- DATASET ENTRIES
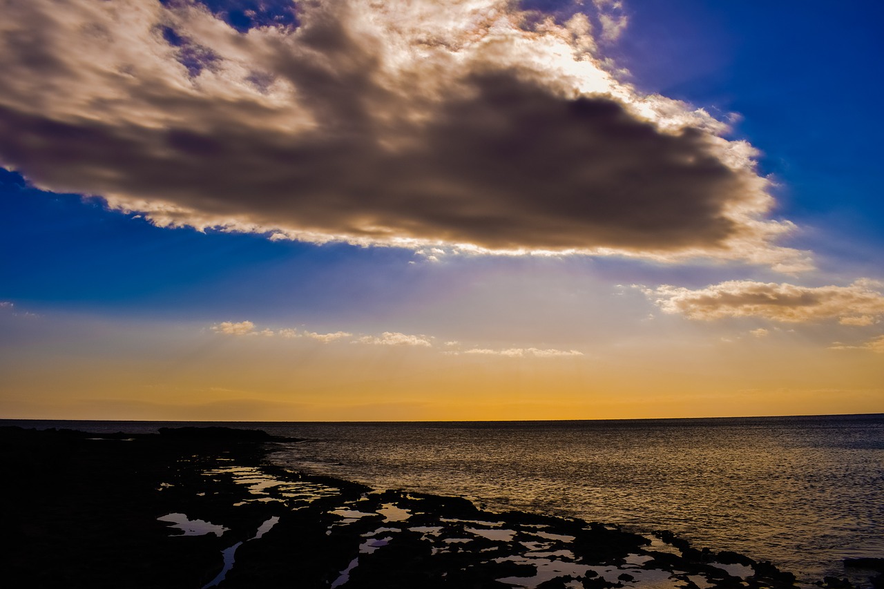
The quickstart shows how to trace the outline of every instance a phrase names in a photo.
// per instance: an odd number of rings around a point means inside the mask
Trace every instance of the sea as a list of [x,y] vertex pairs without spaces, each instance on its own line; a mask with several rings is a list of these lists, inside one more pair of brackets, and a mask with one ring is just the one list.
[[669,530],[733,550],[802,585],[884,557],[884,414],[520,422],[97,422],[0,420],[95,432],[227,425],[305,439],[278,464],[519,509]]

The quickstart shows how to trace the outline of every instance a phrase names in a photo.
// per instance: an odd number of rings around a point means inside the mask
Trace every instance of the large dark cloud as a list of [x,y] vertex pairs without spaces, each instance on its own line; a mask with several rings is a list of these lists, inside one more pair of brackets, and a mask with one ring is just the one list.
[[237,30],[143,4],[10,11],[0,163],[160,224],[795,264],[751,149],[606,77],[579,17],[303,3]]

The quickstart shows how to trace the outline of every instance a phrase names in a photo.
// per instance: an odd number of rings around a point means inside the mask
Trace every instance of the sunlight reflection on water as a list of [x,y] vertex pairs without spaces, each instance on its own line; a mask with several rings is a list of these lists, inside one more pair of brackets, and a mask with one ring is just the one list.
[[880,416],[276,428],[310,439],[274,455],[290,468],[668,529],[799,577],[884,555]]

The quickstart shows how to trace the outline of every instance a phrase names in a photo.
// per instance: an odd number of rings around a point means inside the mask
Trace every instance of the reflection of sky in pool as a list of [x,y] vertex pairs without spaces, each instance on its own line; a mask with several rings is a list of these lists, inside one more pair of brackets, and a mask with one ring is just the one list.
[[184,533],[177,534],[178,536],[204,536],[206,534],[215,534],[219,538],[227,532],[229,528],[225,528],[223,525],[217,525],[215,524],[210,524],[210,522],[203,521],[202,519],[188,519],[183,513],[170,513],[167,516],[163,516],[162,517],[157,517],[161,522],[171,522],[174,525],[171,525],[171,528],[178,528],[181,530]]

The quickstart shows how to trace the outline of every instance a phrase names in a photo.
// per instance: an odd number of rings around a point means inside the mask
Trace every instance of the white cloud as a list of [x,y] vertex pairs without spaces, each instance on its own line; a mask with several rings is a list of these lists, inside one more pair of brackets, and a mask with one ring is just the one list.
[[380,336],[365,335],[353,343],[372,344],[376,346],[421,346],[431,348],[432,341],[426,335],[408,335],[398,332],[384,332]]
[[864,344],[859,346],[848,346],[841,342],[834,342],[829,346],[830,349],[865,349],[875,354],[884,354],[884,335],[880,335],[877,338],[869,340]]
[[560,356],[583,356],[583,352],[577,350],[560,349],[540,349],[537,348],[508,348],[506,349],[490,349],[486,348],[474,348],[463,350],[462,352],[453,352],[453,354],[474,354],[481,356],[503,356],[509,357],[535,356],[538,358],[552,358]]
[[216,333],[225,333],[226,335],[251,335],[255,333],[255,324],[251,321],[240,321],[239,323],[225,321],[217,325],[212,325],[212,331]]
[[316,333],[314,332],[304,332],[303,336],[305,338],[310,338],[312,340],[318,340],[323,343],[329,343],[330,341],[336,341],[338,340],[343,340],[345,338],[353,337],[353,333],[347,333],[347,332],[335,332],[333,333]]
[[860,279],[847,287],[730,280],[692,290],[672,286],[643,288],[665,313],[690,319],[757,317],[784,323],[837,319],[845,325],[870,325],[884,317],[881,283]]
...
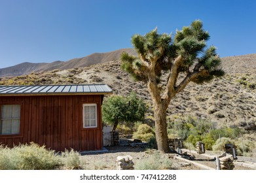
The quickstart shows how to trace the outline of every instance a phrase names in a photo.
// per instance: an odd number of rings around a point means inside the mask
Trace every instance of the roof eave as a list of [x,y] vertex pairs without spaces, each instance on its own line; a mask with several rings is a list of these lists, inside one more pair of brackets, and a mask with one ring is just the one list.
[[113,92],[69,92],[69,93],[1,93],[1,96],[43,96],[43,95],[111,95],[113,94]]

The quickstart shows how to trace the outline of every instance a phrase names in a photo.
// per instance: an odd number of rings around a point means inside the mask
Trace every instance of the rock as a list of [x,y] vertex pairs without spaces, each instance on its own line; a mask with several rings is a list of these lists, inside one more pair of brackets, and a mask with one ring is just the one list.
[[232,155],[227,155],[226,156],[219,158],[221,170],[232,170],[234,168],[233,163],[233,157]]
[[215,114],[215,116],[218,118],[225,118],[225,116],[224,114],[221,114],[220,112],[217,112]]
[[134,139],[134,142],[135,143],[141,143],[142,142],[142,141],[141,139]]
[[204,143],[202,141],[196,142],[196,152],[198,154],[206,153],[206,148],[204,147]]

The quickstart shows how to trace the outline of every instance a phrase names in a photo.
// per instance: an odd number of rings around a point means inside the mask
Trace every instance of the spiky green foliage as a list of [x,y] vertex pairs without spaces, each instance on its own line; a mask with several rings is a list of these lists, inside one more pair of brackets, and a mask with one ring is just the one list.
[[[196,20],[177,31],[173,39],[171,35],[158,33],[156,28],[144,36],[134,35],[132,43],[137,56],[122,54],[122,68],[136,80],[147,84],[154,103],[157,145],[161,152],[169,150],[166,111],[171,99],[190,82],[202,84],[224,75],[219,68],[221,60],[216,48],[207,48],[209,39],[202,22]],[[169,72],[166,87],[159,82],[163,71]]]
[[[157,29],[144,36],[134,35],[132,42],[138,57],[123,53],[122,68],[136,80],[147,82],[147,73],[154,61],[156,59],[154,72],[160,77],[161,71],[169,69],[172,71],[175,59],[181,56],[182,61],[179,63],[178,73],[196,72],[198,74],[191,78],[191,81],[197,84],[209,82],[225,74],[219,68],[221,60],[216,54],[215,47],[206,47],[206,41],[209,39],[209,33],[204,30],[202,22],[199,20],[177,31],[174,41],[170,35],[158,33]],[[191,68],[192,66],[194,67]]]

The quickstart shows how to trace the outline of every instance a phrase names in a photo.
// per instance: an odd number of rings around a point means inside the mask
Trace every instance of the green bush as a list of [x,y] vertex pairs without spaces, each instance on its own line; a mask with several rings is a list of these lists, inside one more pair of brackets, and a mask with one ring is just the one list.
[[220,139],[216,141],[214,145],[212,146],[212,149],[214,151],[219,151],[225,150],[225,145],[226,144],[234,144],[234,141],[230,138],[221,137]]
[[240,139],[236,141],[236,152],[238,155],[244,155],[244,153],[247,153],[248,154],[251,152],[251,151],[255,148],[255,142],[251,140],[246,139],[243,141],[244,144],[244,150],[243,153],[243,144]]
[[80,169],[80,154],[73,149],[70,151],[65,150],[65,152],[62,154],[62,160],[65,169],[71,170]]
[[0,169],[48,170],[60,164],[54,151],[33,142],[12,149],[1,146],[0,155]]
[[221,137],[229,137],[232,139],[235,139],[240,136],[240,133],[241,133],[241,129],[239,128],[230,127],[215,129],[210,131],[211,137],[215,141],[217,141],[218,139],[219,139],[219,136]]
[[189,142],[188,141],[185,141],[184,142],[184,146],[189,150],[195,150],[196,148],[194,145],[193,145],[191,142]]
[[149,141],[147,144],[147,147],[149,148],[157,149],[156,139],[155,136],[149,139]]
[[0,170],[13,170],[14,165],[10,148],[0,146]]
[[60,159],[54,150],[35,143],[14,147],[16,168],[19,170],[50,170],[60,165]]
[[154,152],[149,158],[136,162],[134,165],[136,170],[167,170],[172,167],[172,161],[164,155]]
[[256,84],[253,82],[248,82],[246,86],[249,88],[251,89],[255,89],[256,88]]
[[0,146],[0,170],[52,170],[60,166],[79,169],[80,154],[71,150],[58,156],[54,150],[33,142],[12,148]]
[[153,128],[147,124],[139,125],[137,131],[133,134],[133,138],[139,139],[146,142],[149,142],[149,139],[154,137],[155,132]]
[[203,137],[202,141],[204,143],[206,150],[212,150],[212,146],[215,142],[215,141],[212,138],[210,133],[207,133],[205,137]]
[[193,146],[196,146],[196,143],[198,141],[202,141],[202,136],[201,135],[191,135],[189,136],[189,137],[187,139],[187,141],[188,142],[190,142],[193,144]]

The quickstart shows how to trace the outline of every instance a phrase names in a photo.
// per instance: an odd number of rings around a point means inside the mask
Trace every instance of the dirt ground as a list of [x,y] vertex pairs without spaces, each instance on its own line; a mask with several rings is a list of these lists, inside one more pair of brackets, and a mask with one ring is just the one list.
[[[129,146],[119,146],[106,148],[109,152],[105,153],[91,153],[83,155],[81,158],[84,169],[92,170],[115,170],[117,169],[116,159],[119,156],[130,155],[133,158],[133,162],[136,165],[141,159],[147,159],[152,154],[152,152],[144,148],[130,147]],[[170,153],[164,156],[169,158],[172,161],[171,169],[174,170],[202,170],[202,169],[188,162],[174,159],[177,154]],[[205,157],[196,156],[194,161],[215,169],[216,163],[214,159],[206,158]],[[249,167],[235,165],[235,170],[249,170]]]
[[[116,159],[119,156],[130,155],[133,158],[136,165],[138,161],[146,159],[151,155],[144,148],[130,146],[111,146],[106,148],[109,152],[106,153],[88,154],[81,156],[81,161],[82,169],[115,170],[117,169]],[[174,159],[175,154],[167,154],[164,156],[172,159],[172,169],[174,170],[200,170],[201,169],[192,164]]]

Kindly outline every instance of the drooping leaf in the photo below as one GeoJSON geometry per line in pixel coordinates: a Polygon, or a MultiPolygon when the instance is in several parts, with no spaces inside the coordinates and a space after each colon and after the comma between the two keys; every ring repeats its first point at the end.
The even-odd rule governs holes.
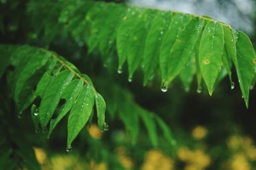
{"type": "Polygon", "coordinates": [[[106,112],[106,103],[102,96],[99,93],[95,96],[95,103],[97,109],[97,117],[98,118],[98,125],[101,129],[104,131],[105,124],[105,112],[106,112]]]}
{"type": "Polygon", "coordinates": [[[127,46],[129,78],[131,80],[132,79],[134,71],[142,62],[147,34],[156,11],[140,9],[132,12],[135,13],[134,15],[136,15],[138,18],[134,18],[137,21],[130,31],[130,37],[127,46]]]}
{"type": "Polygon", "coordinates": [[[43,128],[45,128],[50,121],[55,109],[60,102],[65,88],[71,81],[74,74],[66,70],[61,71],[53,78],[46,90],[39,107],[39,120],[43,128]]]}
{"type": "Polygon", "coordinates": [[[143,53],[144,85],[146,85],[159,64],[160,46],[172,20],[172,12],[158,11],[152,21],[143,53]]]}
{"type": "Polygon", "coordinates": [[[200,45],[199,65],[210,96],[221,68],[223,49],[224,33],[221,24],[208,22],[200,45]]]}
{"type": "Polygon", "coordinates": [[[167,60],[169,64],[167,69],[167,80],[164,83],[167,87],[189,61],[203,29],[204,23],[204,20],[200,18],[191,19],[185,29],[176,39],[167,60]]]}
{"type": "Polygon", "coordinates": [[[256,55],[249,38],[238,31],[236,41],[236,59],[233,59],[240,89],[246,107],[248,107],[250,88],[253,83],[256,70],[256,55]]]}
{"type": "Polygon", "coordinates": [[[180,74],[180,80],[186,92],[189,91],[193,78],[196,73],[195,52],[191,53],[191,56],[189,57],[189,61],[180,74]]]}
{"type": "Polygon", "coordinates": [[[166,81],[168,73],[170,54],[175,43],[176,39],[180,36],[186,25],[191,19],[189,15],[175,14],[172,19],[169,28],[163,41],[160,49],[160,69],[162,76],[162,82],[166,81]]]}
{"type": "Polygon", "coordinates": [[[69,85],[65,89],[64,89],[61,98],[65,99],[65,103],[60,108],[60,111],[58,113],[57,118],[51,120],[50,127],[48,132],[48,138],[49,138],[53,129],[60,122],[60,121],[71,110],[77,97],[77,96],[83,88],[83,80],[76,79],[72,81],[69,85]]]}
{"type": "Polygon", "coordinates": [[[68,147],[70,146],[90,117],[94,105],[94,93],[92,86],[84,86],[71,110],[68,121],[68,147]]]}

- WHAT THE EXERCISE ASKS
Could you duplicate the material verbatim, starting at the line that contains "Kindly outline every" and ending at the line that contains "The even-odd rule governs holes.", with both of those lines included?

- EXPECTED OUTPUT
Kindly outline every instance of the drooping leaf in the photo below as one GeoJSON geometry per line in pixel coordinates: a Polygon, or a MultiPolygon when the instance is in several parts, with no spaces inside the coordinates and a space after each colon and after the comma between the two keys; every ring repeats its first point at the end.
The even-odd rule governs holes.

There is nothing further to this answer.